* **Task requirements**
Take every line in the entries that includes the word "target" and copy it.

* **Given information**
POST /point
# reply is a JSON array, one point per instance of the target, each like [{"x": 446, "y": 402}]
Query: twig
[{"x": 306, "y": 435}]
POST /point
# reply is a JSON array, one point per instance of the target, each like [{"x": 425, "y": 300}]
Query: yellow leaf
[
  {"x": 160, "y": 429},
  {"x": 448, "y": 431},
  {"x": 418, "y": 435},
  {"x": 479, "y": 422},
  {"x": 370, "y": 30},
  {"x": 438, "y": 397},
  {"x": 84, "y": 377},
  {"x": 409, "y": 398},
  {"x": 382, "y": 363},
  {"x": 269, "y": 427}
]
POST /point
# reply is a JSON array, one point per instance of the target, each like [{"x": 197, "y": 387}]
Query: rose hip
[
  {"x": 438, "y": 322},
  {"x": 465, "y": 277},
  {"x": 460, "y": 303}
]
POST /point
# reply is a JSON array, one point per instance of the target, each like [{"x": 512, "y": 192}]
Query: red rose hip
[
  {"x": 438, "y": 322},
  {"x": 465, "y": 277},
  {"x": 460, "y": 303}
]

* **Answer for the task**
# reply is a JSON array, one point per instance of the target, each like [{"x": 446, "y": 402}]
# reply is a JSON array, one point per instance of the target, each like [{"x": 425, "y": 300}]
# reply is a JSON array, one point per instance of the target, each like [{"x": 197, "y": 387}]
# reply is a JSON array, one point per instance of the target, each like [{"x": 512, "y": 192}]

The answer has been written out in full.